= Source data =
·····
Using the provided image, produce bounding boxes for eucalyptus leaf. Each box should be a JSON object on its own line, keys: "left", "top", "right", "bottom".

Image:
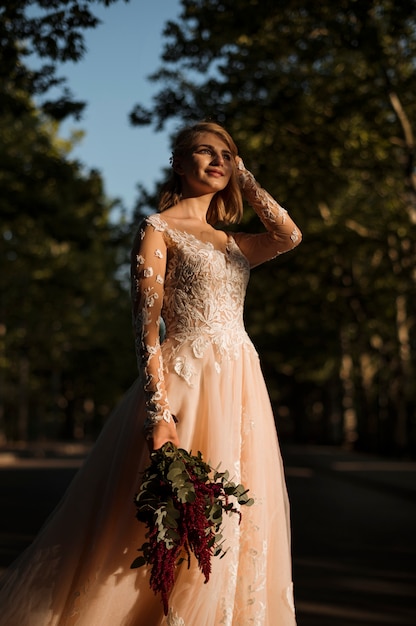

{"left": 131, "top": 555, "right": 147, "bottom": 569}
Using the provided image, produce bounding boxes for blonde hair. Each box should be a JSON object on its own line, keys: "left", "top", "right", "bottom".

{"left": 158, "top": 121, "right": 243, "bottom": 225}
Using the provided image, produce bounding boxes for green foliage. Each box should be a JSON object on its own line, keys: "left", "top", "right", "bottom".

{"left": 131, "top": 0, "right": 416, "bottom": 454}
{"left": 0, "top": 91, "right": 135, "bottom": 442}
{"left": 135, "top": 443, "right": 253, "bottom": 539}
{"left": 0, "top": 0, "right": 128, "bottom": 120}
{"left": 0, "top": 0, "right": 134, "bottom": 442}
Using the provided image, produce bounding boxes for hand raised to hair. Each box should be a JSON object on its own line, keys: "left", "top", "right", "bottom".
·····
= WHAT IS EXPECTED =
Your reply should hold every line above exactly as written and none of the pictures.

= WRITTEN SOLUTION =
Using the provided image, produce bounding boxes for eucalyptus leaf. Each box should be a JSON object on its own line, keys: "left", "top", "right", "bottom".

Image:

{"left": 131, "top": 555, "right": 147, "bottom": 569}
Using the provided image, produce bounding boxes for blonde hair. Each box should be a JSON object on its own line, keys: "left", "top", "right", "bottom".

{"left": 158, "top": 121, "right": 243, "bottom": 225}
Using the provided image, produce bounding boxes for green foliage. Each box should be a JSON object on its own line, keys: "left", "top", "right", "bottom".

{"left": 131, "top": 0, "right": 416, "bottom": 454}
{"left": 0, "top": 91, "right": 135, "bottom": 442}
{"left": 135, "top": 443, "right": 253, "bottom": 539}
{"left": 0, "top": 0, "right": 128, "bottom": 120}
{"left": 0, "top": 0, "right": 134, "bottom": 442}
Using the provided image, produce bounding boxes for hand raised to hair. Each box should be a JSON object on its own line, keys: "left", "top", "right", "bottom".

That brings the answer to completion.